• PROBLEM: I need all of the entries printed exactly.

[Opening DATA TO USE section]

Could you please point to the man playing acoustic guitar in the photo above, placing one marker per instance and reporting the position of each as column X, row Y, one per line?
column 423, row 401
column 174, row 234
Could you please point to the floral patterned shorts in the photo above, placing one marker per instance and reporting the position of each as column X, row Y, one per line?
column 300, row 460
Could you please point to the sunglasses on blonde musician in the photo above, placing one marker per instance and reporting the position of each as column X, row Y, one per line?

[Closing DATA TO USE section]

• YOUR SOLUTION:
Could you please point to the man playing acoustic guitar in the photo above, placing one marker per instance and reporting the position of each as column X, row Y, one per line?
column 423, row 401
column 174, row 234
Could you please point to the floral patterned shorts in the photo above, placing one marker per instance and reporting the position of each as column X, row Y, one per line?
column 300, row 460
Could you please point to the sunglasses on blonde musician in the photo above, placing one marker per instance and reporting the position of each as column X, row Y, one per line?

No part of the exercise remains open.